━━━━━ RECORDS FOR THIS TASK ━━━━━
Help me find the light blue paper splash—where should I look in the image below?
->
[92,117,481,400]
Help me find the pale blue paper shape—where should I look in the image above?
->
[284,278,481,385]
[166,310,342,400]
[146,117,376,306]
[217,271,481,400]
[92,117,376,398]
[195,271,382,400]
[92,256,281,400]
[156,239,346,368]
━━━━━
WHAT THE TASK REQUIRES
Rewrite all of the material above, replacing every occurrence of "paper" with "cardboard" and leaving everything else unchanged.

EXERCISE RESPONSE
Help me find the light blue cardboard splash—where should I look in the image below?
->
[92,117,481,400]
Help me find the pale blue cardboard shape—where should I look in the image above?
->
[284,278,481,385]
[166,310,342,400]
[146,117,376,306]
[217,271,481,400]
[92,117,376,398]
[195,271,382,400]
[92,256,281,400]
[156,239,346,368]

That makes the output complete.